■ **Requirement**
Copy the listing below, starting at the line that contains "Could you point to the neoclassical" and continuing through the end of the listing, with both ends included. Leave the pictures out of your answer.

■ **Object point labels**
● ● ●
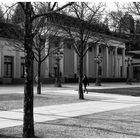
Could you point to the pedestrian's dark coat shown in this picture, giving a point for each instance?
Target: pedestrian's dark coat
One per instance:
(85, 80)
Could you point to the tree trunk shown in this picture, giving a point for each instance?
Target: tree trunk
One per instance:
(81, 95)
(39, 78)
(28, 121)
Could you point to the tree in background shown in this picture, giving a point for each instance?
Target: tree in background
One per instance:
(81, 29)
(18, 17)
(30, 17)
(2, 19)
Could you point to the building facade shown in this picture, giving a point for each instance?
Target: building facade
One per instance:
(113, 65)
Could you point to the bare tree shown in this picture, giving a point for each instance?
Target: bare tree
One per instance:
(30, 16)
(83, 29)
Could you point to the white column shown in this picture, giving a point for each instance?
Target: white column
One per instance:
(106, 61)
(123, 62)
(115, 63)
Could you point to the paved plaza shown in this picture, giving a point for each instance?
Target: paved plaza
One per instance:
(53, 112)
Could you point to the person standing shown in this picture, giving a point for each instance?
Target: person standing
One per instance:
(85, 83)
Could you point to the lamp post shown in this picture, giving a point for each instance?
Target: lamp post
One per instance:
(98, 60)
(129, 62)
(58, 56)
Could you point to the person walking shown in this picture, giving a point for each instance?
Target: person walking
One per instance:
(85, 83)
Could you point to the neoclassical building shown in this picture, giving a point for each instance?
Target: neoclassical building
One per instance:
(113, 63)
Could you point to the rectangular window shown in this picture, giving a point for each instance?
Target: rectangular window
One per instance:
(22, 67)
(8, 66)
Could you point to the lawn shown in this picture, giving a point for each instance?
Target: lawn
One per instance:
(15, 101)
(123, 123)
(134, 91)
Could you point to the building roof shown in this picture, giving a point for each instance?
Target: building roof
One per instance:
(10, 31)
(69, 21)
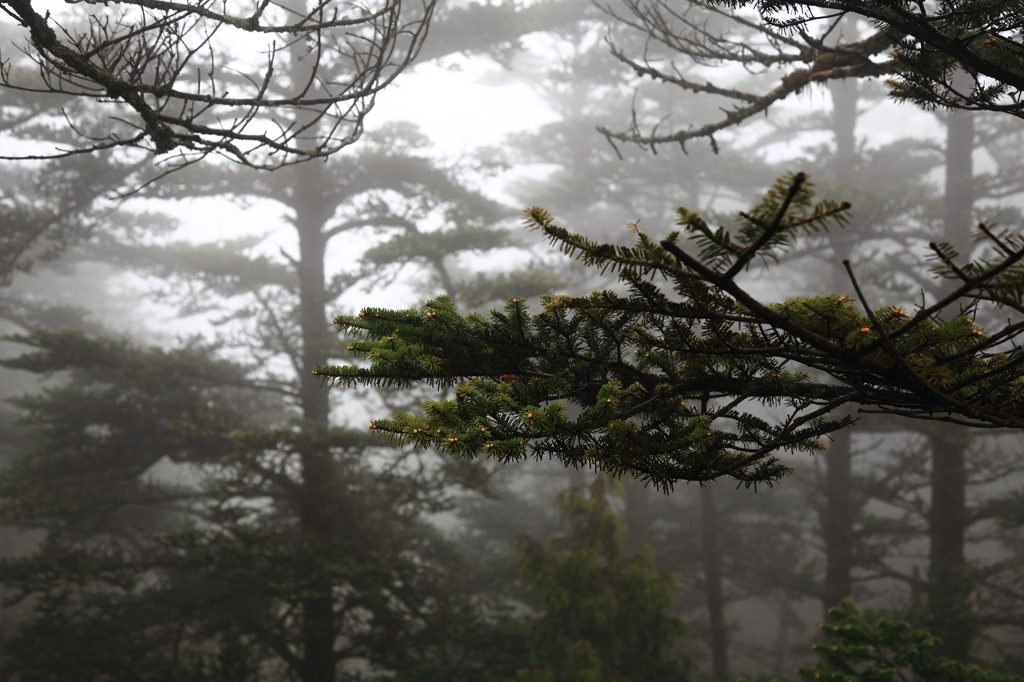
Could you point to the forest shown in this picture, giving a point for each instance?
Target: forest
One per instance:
● ● ●
■ **Result of the task**
Could you point to the neoclassical building shown in this picture, giving a point for each instance?
Target: neoclassical building
One per instance:
(113, 63)
Could you point to the rectangular window shown in this picture, giving a point for each instance?
Target: rectangular window
One per instance:
(22, 67)
(8, 66)
Could you point to the lawn shown in this picture, giving a point for each instance?
Target: lawn
One per instance:
(15, 101)
(123, 123)
(134, 91)
Could you point to the building roof shown in this picture, giving a point for each instance?
Target: building roof
One per instance:
(10, 31)
(69, 21)
Could you point to the forest shown in this picture, giving a point for each instance?
Target: forest
One per instance:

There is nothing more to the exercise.